* CHALLENGE:
Please rewrite every one of the lines below, changing "single point" to "single marker" wherever it occurs and keeping all else the same.

* DATASET ENTRIES:
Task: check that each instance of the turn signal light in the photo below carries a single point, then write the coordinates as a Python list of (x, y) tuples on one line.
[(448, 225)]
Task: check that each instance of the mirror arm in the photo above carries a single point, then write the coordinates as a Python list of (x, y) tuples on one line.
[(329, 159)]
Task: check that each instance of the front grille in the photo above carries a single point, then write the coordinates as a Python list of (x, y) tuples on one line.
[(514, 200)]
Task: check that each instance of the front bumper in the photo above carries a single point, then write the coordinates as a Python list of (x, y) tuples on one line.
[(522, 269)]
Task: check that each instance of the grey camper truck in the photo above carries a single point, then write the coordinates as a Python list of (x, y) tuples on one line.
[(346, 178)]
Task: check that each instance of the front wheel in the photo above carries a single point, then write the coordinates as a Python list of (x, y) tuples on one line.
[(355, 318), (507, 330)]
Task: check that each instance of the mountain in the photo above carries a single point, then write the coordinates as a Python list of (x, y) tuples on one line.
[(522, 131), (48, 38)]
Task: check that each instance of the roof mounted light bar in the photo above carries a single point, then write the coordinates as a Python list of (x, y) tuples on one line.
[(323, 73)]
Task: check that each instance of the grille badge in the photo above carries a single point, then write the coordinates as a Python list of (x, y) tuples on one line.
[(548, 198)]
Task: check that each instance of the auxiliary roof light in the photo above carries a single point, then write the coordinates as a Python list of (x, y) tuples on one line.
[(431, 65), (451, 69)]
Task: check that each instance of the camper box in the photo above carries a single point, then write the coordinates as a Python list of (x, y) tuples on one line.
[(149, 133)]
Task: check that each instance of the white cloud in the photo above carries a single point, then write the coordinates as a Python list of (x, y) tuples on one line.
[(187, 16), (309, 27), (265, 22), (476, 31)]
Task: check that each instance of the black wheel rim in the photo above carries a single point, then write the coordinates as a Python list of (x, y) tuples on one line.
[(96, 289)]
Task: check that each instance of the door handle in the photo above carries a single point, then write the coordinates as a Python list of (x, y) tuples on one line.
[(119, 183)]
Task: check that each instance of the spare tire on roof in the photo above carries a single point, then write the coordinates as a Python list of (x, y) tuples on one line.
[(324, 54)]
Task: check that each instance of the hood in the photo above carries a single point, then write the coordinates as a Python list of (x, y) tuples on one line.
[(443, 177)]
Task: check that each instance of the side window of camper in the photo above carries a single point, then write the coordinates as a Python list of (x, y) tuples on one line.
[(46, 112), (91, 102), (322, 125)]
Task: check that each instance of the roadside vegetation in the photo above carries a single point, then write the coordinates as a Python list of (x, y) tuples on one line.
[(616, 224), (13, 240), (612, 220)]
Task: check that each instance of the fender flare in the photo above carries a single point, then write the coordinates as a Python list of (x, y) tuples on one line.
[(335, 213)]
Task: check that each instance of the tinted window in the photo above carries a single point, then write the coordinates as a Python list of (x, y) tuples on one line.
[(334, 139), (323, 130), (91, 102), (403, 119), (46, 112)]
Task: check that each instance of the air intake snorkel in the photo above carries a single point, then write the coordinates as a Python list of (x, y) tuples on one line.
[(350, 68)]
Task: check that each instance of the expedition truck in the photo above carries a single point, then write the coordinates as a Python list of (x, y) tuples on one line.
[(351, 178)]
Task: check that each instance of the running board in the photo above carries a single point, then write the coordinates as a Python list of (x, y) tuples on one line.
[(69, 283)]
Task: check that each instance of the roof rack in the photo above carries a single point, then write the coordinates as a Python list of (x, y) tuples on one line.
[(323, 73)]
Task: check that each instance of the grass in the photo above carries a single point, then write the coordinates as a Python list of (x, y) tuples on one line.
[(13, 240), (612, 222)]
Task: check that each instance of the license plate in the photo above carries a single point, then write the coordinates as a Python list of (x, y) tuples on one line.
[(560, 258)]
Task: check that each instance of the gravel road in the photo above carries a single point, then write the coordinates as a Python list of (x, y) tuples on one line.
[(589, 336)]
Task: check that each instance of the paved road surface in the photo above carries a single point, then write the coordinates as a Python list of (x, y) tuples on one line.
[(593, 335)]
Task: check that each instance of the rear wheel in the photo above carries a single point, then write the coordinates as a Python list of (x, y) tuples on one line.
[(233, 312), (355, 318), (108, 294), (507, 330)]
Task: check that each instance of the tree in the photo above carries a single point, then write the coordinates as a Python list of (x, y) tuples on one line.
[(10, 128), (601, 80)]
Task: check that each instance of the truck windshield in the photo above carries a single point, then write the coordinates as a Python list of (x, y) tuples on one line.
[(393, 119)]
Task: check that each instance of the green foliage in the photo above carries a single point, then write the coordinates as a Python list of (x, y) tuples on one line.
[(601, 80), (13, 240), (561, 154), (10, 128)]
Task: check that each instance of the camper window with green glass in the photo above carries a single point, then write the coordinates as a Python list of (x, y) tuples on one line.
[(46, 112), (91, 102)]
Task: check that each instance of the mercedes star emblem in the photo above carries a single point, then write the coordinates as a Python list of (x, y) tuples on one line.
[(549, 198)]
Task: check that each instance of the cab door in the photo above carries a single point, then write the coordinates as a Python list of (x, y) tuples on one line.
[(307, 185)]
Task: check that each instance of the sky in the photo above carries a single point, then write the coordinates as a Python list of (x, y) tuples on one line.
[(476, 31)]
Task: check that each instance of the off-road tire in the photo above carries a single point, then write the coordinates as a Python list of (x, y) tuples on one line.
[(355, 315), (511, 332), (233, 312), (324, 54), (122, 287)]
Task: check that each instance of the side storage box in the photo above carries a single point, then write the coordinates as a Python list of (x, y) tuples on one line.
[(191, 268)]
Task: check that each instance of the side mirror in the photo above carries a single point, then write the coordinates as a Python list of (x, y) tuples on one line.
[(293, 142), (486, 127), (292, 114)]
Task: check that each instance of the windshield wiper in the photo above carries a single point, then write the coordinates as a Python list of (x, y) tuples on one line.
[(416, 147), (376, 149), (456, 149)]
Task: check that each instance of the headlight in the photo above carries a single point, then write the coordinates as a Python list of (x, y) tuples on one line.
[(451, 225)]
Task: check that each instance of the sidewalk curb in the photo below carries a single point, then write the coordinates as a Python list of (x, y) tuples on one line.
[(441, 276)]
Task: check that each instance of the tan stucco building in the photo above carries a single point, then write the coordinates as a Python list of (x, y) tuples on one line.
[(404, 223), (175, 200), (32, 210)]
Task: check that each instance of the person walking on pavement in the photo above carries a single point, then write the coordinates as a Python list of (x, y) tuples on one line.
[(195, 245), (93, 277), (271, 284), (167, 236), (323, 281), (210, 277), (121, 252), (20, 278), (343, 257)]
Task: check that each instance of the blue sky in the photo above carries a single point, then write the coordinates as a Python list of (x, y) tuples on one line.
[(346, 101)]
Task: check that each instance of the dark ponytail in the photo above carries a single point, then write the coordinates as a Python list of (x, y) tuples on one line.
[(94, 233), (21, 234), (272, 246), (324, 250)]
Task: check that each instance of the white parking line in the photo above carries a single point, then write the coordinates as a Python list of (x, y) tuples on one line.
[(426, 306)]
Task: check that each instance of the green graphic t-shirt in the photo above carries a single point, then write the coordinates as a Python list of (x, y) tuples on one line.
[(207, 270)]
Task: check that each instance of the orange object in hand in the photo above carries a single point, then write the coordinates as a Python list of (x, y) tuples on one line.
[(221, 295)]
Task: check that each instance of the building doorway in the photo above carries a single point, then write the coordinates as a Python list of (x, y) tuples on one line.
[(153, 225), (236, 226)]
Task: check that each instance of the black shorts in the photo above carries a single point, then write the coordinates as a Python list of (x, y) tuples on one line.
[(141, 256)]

* FULL RESPONSE:
Task: check that each instance of the turn signal light in the photo below carries a single marker, then write the coordinates as a Python list of (x, y) tuples on one line.
[(448, 225)]
Task: check that each instance of the mirror arm in the photo above carries a single marker, then write the coordinates as a Python list of (x, y) tuples on one line.
[(329, 159)]
Task: check that each instance of the front grille in the photo above carries a single marker, then write the coordinates as a Python list of (x, y) tuples on one line.
[(514, 200)]
Task: check that each instance of the front bumper in the photo above carries a single marker, then write the coordinates as a Python list of (x, y) tuples on one line.
[(522, 269)]
Task: check that each instance of the grey camper truck in the photo above carries a single marker, then write the coordinates as a Python list of (x, y) tuples on one line.
[(346, 178)]
Task: check that each instance of the front wheel in the photo above carries a single marker, then write the coordinates as a Python list of (x, y) tuples on one line.
[(355, 318), (507, 330)]
Task: check that each instance of the mountain in the photo above carries a single marker, then write the coordinates as a Python list of (x, y) tuples on one line.
[(522, 131), (48, 38)]
Task: check that each instance of the roof mounted light bar in the photo above carries a single marker, then write the coordinates as a Python list of (x, y) tuples on one line.
[(323, 73)]
Task: check that each instance of the grille badge in the photo above carries a single marker, then write the coordinates as a Python list of (x, y) tuples on one line.
[(548, 198)]
Task: check that each instance of the auxiliary roof light in the photo above carries a single marker, then write the coordinates as a Python list of (x, y) tuples on one line.
[(431, 65), (451, 69)]
Task: check that each instance of the camper box in the photo above carries a single marker, then write the coordinates as a Python list of (x, y) tuples on one line.
[(149, 133)]
Task: check that each instance of the white cloud in the photo above carries a single marker, then write the coordinates as a Python list of (x, y) tuples on one line.
[(187, 16), (309, 27), (265, 22), (476, 31)]
Task: check that each instance of the black wheel rim in the photo above carries a single marker, then write the coordinates as a Python list of (x, y) tuples on one line.
[(96, 289)]
Task: check that each instance of the door handle in the photo above carries a single marker, then write the coordinates as a Python list of (x, y) tuples on one line.
[(119, 183)]
Task: check that each instance of the spare tire on roof in the photo above carries a single marker, then write the coordinates as a Python list of (x, y) tuples on one line.
[(324, 54)]
Task: check that each instance of the hood in the photo above carries a single marker, then write the coordinates as a Python list of (x, y) tuples on one line.
[(443, 177)]
Task: check that each instance of the side window of camper in the photo above carries a single marker, then write the coordinates as a Python list of (x, y) tuples on one line.
[(46, 112), (91, 102), (322, 125)]
Task: check that each instance of the roadside vegetation in the photo above carries a single marker, then write the coordinates as a Python list of (x, y) tuples on one line.
[(616, 224), (13, 240), (612, 220)]
Task: check that each instance of the fender flare in the photo above carries a single marker, then write the coordinates as a Python list of (x, y) tuples on one line.
[(335, 213)]
Task: check that each instance of the tinted window in the photo above carries a single marker, then write the coordinates as a Python list of (x, y) tuples on one line.
[(334, 139), (323, 130), (91, 102), (403, 119), (46, 112)]
Task: check that each instance of the air intake snorkel in the photo above carries a single marker, then write the coordinates as a Python list of (x, y) tuples on one line.
[(350, 68)]
Task: check that each instance of the expedition truck in the photo above carries a single marker, then write the coordinates as a Python list of (x, y) tuples on one line.
[(351, 178)]
Task: check that each instance of the running board in the photo above carries a single marker, then write the coordinates as a Python list of (x, y) tuples on one line.
[(69, 283)]
Task: check that each instance of the roof rack in the photo above carries a single marker, then write the coordinates as a Python list of (x, y) tuples on one line.
[(323, 73)]
Task: check that each instance of the grass in the photo above carries a single marker, then write the coordinates as a Python list of (x, y) tuples on one line.
[(13, 240), (612, 222)]
Task: check that each instance of the license plate in the photo above carries a single marker, then write the coordinates as a Python list of (x, y) tuples on one line.
[(560, 258)]
Task: check that each instance of the gravel road in the photo above carries a single marker, then write the coordinates as a Python list of (x, y) tuples on one line.
[(589, 336)]
Task: check that each instance of the paved road surface in the photo above carries a single marker, then write the coordinates as a Python list of (x, y) tuples on one line.
[(593, 335)]
Task: check that each instance of the rear wheel in the photo above carries a single marker, then write the coordinates as a Python list of (x, y) tuples on one line.
[(233, 312), (355, 318), (108, 294), (507, 330)]
Task: check that each instance of the tree in the photo above carries a single marker, then write the coordinates as a Python list of (x, y) tuples on one line.
[(10, 128), (601, 80)]
Task: check that each instance of the truck windshield in the photo above carries a single marker, then write the coordinates as a Python list of (x, y) tuples on one line.
[(393, 119)]
Task: check that each instance of the green foliage in the photo above carries a single marker, then write the coordinates as a Python list of (x, y) tuples on one line.
[(601, 80), (13, 240), (561, 154), (10, 128)]
Task: check that each instance of the camper window with green glass in the photo above carries a single marker, then write the coordinates as a Python list of (x, y) tuples on one line.
[(46, 112), (91, 102)]
Task: check that each instance of the mercedes star emblem in the photo above carries a single marker, then write the coordinates as a Python list of (x, y) tuples on one line.
[(549, 198)]
Task: check that each instance of the cab door in the photo above carries a single marker, then write the coordinates as a Python list of (x, y) tuples on one line.
[(307, 185)]
Task: check that each instance of the sky in the photo above carries a single marker, then write the coordinates as a Python list of (x, y) tuples on one line.
[(476, 31)]
Task: check that each instance of the off-road tire in the photo above carries a single marker, then write the coordinates as a Python list of (x, y) tuples on one line.
[(355, 315), (511, 332), (233, 312), (324, 54), (122, 287)]
Task: check that each instance of the side storage box in the photo above carries a single marker, then write the coordinates as a Python list of (x, y) tuples on one line.
[(191, 268)]
Task: check that each instance of the side mirror in the photo above carries a single marker, then write the coordinates as a Python list of (x, y) tuples on one line.
[(293, 142), (486, 127), (292, 114)]
Task: check that each instance of the windshield wiper in the photo above carries a single marker, then write the coordinates as a Python list of (x, y) tuples on one line.
[(416, 147), (376, 149), (456, 149)]
Task: check that each instance of the headlight in the photo above carries a single marker, then write the coordinates as a Python list of (x, y) tuples on one line.
[(451, 225)]
Task: check that each instance of the sidewalk curb in the photo below carries a single marker, then write the coordinates as a Python list of (x, y) tuples on one line.
[(441, 276)]
Task: check that each instance of the tan stucco building in the photo above carries a single marker, then write the coordinates as a Python list of (x, y) tuples on one line.
[(404, 223), (175, 200), (32, 210)]
Task: check that each instance of the person walking on pavement in the photo above carries a single marker, then write the coordinates as a Python list of (x, y) tuples on one line.
[(195, 245), (93, 277), (271, 284), (167, 236), (323, 281), (210, 277), (121, 252), (20, 278), (343, 257)]
Task: check that each instance of the blue sky in the photo above carries a single marker, then write the coordinates as a Python list of (x, y) tuples on one line.
[(346, 101)]
Task: check that each instance of the dark ponytail in the photo above carries a single marker, then write the coordinates as a Python list of (x, y) tuples on one line.
[(94, 233), (21, 234), (272, 246), (324, 250)]
Task: check that each instance of the white parking line in the photo above carries a single marker, then write the coordinates as a Python list of (x, y) tuples on one line.
[(426, 306)]
Task: check that each instance of the green graphic t-shirt in the photo above carries a single marker, then write the coordinates as a Python list of (x, y) tuples on one line.
[(207, 270)]
Task: check that each instance of the orange object in hand in the photo above carries a single marker, then write the coordinates as a Python list of (x, y) tuples on one line.
[(221, 295)]
Task: check that each instance of the building doorway in the photo above carries a single marker, then write the coordinates as a Python list of (x, y) tuples on one line.
[(153, 225), (236, 226)]
Task: check that each instance of the black shorts in the photo above carries a single marker, then write the coordinates as a Python list of (x, y) tuples on one line.
[(141, 256)]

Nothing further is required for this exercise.